Stored data entries
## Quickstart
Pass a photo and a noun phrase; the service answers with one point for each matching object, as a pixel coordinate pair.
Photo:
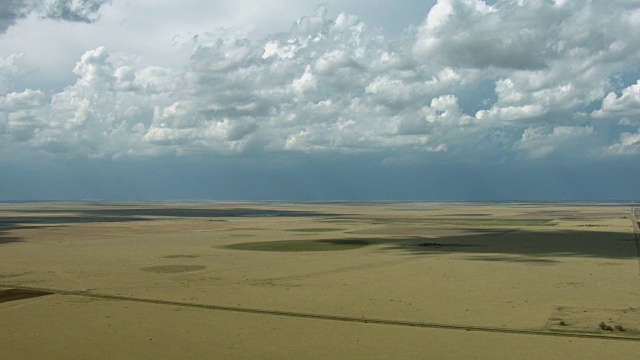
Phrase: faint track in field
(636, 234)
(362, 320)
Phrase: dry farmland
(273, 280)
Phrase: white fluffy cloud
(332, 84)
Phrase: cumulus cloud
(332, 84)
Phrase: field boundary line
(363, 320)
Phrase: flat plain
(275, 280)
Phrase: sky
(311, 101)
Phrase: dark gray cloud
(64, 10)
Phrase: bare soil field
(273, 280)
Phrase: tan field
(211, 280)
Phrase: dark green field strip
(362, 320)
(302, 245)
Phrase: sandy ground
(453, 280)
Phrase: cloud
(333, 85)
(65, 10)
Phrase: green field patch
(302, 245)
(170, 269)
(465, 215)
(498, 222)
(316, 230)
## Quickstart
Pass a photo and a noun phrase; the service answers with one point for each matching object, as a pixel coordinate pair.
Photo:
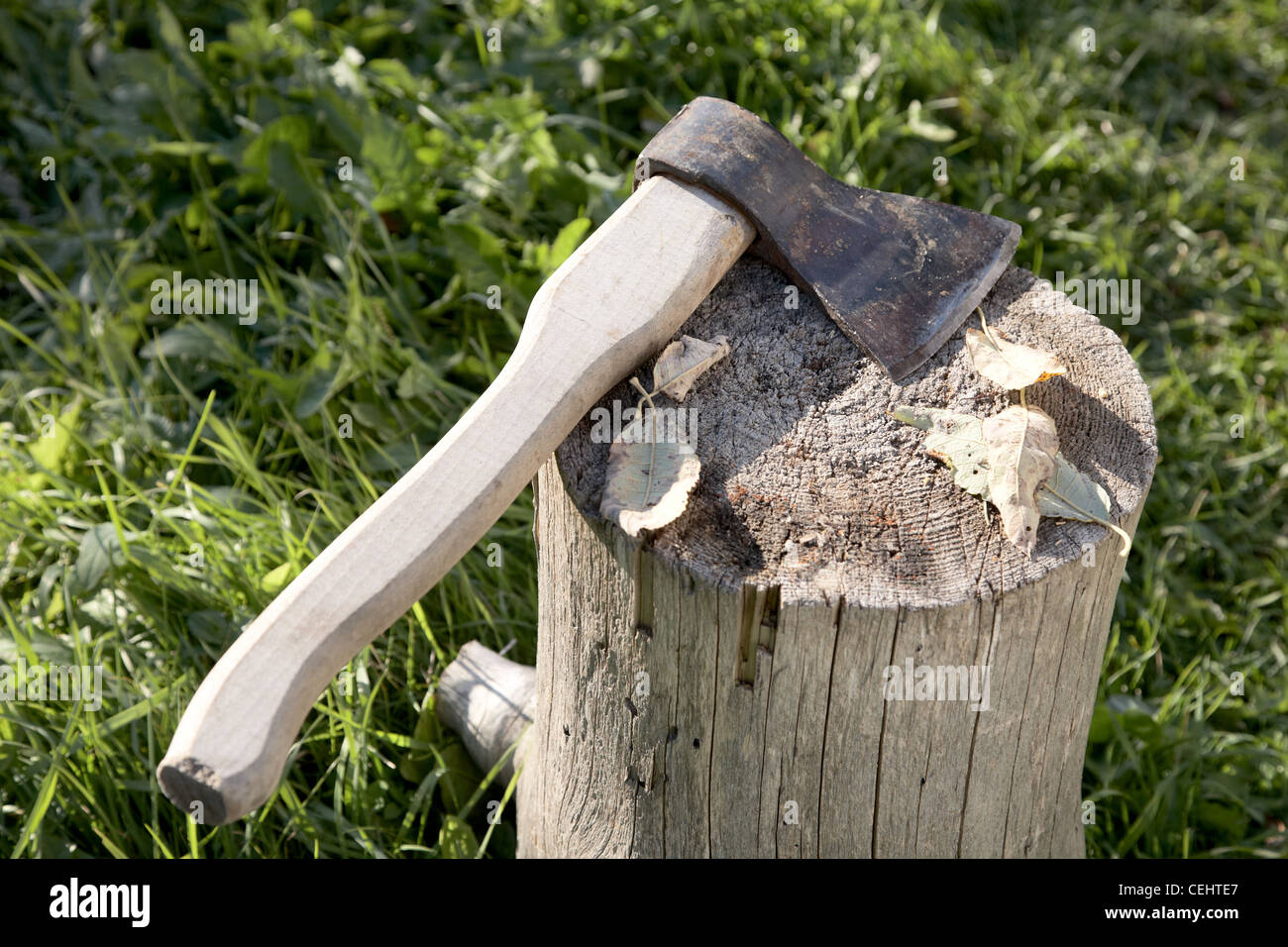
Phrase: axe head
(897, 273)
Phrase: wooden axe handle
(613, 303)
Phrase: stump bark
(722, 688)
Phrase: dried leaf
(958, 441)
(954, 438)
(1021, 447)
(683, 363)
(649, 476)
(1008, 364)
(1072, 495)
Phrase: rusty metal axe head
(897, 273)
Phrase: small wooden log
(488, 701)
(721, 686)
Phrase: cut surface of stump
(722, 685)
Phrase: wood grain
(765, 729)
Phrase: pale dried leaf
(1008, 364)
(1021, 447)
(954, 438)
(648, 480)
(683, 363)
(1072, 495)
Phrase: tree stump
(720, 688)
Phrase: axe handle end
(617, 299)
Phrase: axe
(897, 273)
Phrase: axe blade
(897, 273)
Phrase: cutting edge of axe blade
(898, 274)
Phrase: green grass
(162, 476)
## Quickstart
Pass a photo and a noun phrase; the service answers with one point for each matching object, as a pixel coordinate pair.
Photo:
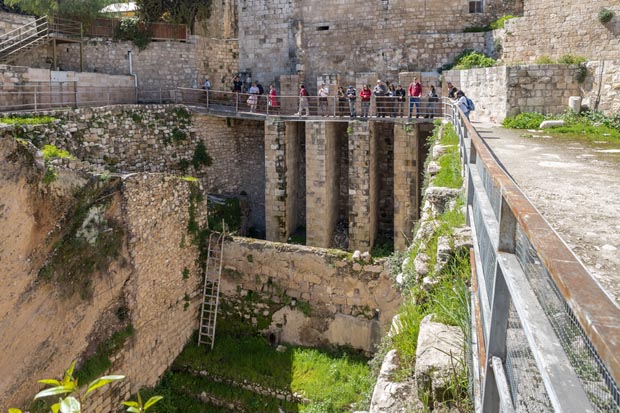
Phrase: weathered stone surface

▸ **WHAT THIS TASK INVOLVES**
Format the lines above as a numbered list with no blank lines, and leave the pictures out.

▸ **OUTPUT OF THE TASK**
1. ## Quickstart
2. Pass a photo and a noun phrase; the service answers with one point for each matching object, as a pixel coordinate pair.
3. Photo:
4. Phrase: faint track in field
5. (636, 234)
6. (362, 320)
7. Phrase: dry farmland
8. (273, 280)
9. Phrase: white fluffy cloud
10. (332, 84)
11. Phrase: cumulus cloud
12. (332, 84)
13. Phrase: field boundary line
14. (363, 320)
15. Phrase: flat plain
16. (275, 280)
17. Phrase: sky
18. (311, 101)
19. Phrase: dark gray cloud
20. (64, 10)
21. Phrase: bare soil field
22. (273, 280)
23. Phrase: tan field
24. (211, 280)
25. Phrase: dark green field strip
26. (362, 320)
27. (302, 245)
28. Phrase: sandy ground
29. (453, 280)
30. Phrase: cloud
31. (333, 85)
32. (65, 10)
33. Phrase: green field patch
34. (302, 245)
35. (170, 269)
36. (465, 215)
37. (498, 222)
38. (316, 230)
39. ## Quickstart
40. Pass a photo and a noun phrase; the service answers with one point for each matching object, as a pixel coordinate pair.
41. Photo:
42. Phrase: axe head
43. (897, 273)
44. Phrase: wooden axe handle
45. (613, 303)
46. Phrase: stump bark
47. (722, 688)
48. Phrase: dried leaf
49. (958, 441)
50. (954, 438)
51. (1021, 447)
52. (683, 363)
53. (649, 476)
54. (1008, 364)
55. (1072, 495)
56. Phrase: rusty metal axe head
57. (897, 273)
58. Phrase: small wooden log
59. (488, 701)
60. (721, 686)
61. Phrase: cut surface of stump
62. (722, 685)
63. Phrase: wood grain
64. (765, 729)
65. Phrase: pale dried leaf
66. (1008, 364)
67. (1021, 447)
68. (954, 438)
69. (648, 480)
70. (683, 363)
71. (1072, 495)
72. Phrase: tree stump
73. (720, 688)
74. Phrase: axe handle end
75. (617, 299)
76. Phrase: axe
77. (897, 273)
78. Phrase: axe blade
79. (897, 273)
80. Phrase: cutting edge of axe blade
81. (898, 274)
82. Phrase: green grass
83. (162, 476)
84. ## Quickstart
85. Pass a photo and a noun phrase; the service answers with one point for each matching object, as a pixel coordinate pair.
86. Photo:
87. Phrase: weathered stone surface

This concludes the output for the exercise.